> [What is required]:
Transcribe every entry word for word, leaving out all images.

#### Task data ####

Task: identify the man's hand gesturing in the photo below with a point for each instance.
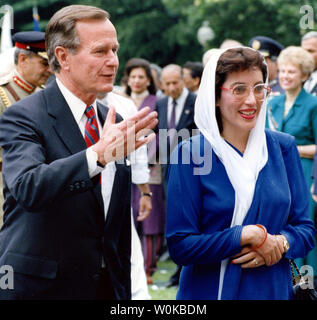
(120, 139)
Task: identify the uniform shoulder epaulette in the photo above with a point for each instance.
(4, 98)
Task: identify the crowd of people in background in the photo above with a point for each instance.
(171, 90)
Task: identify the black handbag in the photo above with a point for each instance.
(300, 285)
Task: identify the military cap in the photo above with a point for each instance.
(31, 40)
(267, 46)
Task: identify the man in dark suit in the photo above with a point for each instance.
(66, 230)
(175, 114)
(270, 49)
(309, 43)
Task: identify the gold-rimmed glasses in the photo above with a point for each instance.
(241, 91)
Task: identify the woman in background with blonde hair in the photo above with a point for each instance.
(295, 112)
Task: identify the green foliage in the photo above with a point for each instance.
(165, 31)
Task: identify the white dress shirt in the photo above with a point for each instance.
(138, 158)
(311, 82)
(78, 108)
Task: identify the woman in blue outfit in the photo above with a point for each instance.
(295, 113)
(237, 204)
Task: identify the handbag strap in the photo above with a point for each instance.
(294, 265)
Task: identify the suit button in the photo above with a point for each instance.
(96, 277)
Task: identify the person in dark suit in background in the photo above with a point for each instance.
(175, 113)
(67, 222)
(270, 49)
(309, 43)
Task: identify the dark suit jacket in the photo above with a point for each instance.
(54, 234)
(186, 121)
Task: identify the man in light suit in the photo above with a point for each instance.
(175, 112)
(67, 223)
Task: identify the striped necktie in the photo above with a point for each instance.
(91, 127)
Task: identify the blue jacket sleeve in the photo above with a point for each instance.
(186, 242)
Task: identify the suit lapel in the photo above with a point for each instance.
(58, 108)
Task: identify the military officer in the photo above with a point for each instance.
(270, 49)
(31, 72)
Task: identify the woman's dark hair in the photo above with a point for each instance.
(233, 60)
(139, 63)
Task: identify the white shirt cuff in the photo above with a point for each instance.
(92, 158)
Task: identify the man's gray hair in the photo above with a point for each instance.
(61, 29)
(17, 52)
(308, 35)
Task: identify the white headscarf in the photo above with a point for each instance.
(242, 171)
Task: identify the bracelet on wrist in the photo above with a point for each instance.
(147, 194)
(264, 239)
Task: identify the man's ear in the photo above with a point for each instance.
(22, 58)
(62, 55)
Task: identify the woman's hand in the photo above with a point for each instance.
(248, 258)
(270, 251)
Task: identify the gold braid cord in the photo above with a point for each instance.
(4, 98)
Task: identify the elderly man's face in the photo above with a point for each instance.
(34, 69)
(173, 83)
(92, 69)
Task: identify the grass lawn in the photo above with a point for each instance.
(158, 290)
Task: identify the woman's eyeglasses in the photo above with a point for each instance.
(242, 91)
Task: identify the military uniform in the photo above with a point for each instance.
(14, 88)
(270, 49)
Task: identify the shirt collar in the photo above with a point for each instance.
(76, 105)
(181, 99)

####

> [Answer section]:
Task: identify the man's hand gesturing in the photo below with a point for each instance.
(120, 139)
Task: identify the uniform shoulder epaulette in the photo above with a point for each instance.
(4, 98)
Task: identify the crowd of people in background in the photo above with a point for each instance.
(171, 90)
Task: identify the black handbag in the photo above with a point for each instance.
(300, 285)
Task: identify the military cap in the photo above with a point for each instance.
(31, 40)
(267, 46)
Task: identify the man in dark suit in the photo above with a point for each instance.
(66, 230)
(175, 114)
(270, 49)
(309, 43)
Task: identify the gold-rimmed glasses in the photo above with a point for each instance.
(241, 91)
Task: identify the woman in background with blonde hair in the photo above with a point for each instance.
(295, 112)
Task: identify the green foliage in the photo above with a point for each instance.
(165, 31)
Task: identify the white dress shirt in the photo above with a point for each instance.
(138, 158)
(311, 82)
(78, 108)
Task: identify the woman in blue outfit in the photo above with a point for each instance.
(295, 113)
(237, 204)
Task: identify the handbag strap in the photo above with a point for each instance.
(294, 265)
Task: identify the suit button in the photo above with a point for each instance.
(96, 277)
Task: identify the person in dark suit in background in the photo above with a point for each instance.
(175, 113)
(67, 222)
(270, 49)
(309, 43)
Task: identify the dark suit jacket in the photo above with a point for each instance.
(54, 234)
(186, 121)
Task: identify the man in light suit in the photo above with a point for each instance.
(175, 112)
(67, 223)
Task: identify the striped necktie in the photo above with a point for each instance.
(91, 127)
Task: identify the blue jacket sleeve in the photo above with a point for each instance.
(186, 242)
Task: identify the suit lapel in the photo above with a point for each instance.
(58, 108)
Task: identify the military officer in the photo above with a point for each instance.
(270, 49)
(31, 72)
Task: identify the woman's dark hair in the photo above with a point for each instance.
(233, 60)
(139, 63)
Task: identify the white shirt cuff in the photo above with a point for each instance.
(92, 158)
Task: identify the man's gray hair in the photo above with a point for each instance.
(61, 29)
(17, 52)
(308, 35)
Task: identify the white headscarf in the photo above with a point for each instance.
(242, 171)
Task: identify the bracelet on wrist in the photo above with a point for each instance.
(147, 194)
(264, 239)
Task: identify the man's ear in the photo above with a point for each instance.
(22, 58)
(62, 55)
Task: identify the woman's hand in the photo above with a point for each instance.
(248, 258)
(270, 251)
Task: identify the gold braid cord in the photo above with a point for each instance.
(4, 98)
Task: identify the elderly man's face in the photo above with a point for each instance.
(34, 69)
(173, 83)
(92, 69)
Task: identify the grass lawn in the photo above with a point for each instance.
(158, 290)
Task: identify the woman's eyeglasses in the photo above with a point for each instance.
(242, 91)
Task: identify the military uniform in the photo above with a point for each instance.
(14, 88)
(270, 49)
Task: identify the shirt collar in the photo above with a point for each instance.
(76, 105)
(181, 99)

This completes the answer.